요구 사항
아래 자료에서 "Give me the location of distant hill." 문구가 있는 줄부터 "[0,296,423,383]" 문구가 있는 줄까지, 양 끝 줄을 포함해 그 범위만 원문 그대로 출력하세요.
◇ ◇ ◇ ◇
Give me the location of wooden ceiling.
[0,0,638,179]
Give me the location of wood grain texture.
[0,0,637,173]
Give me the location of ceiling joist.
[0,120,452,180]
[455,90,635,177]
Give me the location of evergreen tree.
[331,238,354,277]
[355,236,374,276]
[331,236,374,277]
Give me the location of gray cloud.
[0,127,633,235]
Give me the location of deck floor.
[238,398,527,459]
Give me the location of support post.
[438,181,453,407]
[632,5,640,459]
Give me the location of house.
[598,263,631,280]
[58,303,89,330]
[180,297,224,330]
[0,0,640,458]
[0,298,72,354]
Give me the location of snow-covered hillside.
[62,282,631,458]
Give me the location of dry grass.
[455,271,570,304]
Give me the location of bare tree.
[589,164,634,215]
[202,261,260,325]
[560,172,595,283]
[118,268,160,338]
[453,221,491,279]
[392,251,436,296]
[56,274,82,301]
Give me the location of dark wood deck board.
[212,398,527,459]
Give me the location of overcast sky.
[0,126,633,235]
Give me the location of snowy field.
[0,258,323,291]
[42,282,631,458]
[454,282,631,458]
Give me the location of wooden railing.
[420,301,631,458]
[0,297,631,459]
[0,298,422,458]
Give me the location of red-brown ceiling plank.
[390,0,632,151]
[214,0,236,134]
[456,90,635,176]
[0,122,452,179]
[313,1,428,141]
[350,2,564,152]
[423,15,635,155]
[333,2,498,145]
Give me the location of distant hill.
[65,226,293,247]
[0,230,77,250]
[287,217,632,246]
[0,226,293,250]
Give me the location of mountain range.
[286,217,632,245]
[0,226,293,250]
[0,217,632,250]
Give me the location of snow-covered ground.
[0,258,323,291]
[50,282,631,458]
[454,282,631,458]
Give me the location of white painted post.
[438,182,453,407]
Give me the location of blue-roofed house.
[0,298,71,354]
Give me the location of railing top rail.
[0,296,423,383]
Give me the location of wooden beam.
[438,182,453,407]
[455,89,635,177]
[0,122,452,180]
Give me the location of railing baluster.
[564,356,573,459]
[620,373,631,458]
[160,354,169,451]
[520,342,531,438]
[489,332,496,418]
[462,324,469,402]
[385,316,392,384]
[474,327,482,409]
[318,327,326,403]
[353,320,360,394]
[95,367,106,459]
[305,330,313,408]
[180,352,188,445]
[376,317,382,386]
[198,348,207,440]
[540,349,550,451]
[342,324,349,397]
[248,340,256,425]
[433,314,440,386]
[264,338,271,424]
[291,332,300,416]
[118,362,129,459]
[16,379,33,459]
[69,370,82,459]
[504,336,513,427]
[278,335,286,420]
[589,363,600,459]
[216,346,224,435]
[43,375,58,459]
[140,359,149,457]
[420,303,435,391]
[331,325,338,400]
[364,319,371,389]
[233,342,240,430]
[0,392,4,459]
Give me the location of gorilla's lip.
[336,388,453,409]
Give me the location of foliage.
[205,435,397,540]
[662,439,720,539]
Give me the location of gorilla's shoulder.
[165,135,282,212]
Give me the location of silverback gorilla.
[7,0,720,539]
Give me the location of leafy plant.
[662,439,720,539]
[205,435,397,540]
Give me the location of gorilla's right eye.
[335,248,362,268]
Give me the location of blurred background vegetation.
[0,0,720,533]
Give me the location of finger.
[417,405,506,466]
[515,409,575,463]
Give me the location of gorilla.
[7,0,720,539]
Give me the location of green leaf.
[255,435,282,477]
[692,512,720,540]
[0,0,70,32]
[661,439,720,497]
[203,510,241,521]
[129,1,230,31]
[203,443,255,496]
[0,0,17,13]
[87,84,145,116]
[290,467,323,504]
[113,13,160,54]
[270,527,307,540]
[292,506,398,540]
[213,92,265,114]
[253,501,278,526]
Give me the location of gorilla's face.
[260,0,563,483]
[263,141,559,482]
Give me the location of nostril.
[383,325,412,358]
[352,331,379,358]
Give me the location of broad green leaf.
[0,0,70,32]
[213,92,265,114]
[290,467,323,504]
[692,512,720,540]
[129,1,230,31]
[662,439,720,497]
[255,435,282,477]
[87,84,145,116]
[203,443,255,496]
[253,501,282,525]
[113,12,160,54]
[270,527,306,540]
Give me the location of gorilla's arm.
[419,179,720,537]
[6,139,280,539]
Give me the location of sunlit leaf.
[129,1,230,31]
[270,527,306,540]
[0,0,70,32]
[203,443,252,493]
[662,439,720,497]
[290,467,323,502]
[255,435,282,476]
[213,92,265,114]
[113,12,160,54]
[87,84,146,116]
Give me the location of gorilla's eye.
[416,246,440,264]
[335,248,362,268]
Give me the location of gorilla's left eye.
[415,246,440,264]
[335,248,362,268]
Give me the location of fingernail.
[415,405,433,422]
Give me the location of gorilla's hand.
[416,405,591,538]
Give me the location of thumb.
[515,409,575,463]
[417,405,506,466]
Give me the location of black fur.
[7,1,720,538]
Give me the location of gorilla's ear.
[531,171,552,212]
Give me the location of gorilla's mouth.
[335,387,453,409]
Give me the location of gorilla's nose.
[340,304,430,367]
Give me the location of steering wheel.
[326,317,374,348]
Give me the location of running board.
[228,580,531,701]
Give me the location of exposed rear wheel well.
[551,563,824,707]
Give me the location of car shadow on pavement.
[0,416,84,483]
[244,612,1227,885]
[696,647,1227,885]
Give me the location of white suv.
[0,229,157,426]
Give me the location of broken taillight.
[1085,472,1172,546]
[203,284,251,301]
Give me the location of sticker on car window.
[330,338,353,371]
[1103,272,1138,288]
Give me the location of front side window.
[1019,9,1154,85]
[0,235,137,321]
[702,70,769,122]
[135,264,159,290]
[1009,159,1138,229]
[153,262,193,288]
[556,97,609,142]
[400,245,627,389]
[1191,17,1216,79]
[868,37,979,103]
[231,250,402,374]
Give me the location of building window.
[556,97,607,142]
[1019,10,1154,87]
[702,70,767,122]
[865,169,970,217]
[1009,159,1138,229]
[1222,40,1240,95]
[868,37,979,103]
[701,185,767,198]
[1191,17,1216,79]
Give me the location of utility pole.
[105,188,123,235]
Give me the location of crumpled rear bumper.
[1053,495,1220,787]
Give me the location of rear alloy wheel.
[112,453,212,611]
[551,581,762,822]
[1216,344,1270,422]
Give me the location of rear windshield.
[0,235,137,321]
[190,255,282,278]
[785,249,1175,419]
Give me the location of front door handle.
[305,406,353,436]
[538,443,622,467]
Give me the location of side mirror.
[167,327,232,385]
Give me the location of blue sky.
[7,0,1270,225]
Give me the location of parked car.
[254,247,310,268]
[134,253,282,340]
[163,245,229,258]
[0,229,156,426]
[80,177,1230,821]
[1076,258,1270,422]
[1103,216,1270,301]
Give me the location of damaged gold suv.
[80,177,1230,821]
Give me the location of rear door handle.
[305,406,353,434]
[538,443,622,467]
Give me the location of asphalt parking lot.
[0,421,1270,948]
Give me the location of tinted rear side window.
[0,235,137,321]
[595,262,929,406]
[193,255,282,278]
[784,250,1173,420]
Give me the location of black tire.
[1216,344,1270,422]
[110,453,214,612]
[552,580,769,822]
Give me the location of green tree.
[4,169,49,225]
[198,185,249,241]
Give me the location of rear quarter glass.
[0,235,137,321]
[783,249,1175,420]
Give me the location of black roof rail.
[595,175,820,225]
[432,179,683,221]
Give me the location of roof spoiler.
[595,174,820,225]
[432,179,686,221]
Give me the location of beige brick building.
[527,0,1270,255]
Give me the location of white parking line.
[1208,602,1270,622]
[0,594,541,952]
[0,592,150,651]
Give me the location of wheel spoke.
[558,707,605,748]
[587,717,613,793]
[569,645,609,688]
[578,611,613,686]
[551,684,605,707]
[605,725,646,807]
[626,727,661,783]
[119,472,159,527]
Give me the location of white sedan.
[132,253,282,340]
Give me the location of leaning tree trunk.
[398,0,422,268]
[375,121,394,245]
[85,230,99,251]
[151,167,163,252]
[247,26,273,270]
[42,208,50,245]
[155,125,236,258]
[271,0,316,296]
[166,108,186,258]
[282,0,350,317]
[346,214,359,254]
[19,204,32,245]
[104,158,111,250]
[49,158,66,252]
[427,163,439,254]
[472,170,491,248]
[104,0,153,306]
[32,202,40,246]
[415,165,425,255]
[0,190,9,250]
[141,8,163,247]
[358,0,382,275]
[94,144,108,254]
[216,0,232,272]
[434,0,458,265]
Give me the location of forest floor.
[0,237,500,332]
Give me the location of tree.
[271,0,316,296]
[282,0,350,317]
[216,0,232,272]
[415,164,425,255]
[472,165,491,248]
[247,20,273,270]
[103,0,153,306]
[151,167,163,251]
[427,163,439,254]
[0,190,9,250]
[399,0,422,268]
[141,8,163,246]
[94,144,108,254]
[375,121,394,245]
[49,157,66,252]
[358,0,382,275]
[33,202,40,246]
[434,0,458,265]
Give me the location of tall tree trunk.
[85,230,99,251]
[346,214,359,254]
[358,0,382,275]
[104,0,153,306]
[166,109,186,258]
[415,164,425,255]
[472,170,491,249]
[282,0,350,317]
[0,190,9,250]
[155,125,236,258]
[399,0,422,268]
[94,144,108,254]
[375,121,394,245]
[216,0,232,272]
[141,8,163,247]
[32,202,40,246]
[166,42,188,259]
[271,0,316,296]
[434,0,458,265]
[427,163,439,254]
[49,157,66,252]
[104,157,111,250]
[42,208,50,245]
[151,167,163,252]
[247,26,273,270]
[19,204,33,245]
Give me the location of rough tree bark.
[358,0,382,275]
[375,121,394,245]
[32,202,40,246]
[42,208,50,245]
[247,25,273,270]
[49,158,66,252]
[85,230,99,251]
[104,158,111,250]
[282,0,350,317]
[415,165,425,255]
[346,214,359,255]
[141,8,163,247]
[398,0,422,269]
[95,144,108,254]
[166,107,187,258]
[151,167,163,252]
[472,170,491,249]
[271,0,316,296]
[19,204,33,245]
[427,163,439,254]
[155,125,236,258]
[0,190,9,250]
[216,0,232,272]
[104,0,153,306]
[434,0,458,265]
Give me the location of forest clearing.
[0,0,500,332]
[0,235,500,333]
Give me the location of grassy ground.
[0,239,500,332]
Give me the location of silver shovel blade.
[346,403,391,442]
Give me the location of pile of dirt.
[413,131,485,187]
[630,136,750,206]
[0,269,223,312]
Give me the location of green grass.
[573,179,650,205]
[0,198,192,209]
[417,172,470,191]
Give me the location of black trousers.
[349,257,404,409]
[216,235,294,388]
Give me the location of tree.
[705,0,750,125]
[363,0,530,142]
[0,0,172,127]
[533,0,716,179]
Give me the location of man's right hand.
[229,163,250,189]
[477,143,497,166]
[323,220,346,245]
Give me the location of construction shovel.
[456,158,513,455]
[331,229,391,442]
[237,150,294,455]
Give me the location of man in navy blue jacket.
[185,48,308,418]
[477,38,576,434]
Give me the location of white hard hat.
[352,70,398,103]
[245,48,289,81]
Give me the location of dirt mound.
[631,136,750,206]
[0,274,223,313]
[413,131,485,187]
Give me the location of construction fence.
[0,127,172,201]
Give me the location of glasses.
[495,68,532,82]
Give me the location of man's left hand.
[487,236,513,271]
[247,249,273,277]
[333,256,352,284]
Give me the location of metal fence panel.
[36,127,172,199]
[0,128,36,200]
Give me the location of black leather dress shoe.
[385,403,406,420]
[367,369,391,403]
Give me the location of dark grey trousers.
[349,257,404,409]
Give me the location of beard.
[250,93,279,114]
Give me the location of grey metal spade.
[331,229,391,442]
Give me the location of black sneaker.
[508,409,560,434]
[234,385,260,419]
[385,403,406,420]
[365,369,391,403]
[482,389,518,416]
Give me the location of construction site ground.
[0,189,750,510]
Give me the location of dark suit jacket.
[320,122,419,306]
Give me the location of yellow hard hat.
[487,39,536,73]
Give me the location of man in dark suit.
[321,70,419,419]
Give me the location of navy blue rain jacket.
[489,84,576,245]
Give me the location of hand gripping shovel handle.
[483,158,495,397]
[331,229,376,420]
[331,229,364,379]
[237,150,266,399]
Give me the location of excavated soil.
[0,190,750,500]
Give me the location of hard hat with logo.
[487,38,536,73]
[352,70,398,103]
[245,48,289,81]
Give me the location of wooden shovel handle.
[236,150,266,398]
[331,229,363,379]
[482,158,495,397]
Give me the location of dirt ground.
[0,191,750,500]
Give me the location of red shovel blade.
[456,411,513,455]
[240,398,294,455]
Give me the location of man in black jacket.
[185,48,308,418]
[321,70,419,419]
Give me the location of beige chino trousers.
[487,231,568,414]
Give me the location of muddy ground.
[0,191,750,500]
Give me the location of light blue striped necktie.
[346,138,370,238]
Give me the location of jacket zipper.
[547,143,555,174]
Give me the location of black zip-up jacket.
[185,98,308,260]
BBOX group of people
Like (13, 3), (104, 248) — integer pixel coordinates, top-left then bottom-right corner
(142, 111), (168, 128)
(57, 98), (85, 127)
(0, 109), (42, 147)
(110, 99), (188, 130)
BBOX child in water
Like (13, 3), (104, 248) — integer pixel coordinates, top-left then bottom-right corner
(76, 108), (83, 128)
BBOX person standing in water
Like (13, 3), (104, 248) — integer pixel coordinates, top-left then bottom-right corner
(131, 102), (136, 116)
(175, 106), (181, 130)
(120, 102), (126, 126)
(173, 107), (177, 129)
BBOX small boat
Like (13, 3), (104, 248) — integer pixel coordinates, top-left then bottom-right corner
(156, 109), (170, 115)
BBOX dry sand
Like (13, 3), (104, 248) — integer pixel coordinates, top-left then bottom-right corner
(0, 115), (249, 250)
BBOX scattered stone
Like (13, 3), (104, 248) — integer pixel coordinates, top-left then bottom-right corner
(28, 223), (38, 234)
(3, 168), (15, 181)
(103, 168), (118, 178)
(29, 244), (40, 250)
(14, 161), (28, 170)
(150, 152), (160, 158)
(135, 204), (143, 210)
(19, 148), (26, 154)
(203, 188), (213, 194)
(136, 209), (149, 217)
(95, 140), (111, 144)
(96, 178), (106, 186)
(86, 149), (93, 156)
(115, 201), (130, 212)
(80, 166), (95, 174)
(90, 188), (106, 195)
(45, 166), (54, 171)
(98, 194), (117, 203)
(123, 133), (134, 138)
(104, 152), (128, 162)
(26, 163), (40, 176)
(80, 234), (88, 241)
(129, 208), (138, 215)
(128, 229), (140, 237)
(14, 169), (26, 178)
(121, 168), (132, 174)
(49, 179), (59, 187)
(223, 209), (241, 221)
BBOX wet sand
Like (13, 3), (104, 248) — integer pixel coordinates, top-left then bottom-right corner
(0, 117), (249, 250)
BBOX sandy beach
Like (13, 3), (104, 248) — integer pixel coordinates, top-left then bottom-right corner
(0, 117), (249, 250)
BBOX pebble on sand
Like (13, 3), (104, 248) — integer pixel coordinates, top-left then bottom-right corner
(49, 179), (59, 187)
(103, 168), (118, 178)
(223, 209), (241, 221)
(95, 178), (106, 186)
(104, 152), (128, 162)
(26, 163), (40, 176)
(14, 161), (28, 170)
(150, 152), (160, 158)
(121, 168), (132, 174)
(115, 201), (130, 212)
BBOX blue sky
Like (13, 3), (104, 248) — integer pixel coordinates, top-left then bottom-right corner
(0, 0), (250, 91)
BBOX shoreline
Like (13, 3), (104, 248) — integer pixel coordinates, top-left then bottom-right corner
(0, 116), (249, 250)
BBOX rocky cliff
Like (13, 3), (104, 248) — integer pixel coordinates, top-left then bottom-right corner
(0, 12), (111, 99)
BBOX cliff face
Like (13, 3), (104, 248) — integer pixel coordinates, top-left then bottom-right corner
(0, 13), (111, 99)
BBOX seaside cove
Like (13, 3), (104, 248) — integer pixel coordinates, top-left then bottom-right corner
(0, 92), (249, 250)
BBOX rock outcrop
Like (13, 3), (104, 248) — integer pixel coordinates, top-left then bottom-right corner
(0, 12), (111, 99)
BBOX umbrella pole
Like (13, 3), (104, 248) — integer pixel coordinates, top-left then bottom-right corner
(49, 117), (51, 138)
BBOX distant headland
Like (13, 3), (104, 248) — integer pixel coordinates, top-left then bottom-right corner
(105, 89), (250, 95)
◇ ◇ ◇ ◇
연습 결과
Give me the location of distant hill.
[65,226,293,247]
[0,230,77,250]
[287,217,632,246]
[0,226,293,250]
Give me the location of mountain range.
[286,217,632,245]
[0,226,293,250]
[0,217,632,250]
Give me the location of snow-covered ground.
[0,258,323,291]
[50,282,631,458]
[454,282,631,458]
Give me the location of white painted post.
[438,182,453,407]
Give me the location of blue-roofed house.
[0,298,71,354]
Give me the location of railing top rail.
[0,296,423,383]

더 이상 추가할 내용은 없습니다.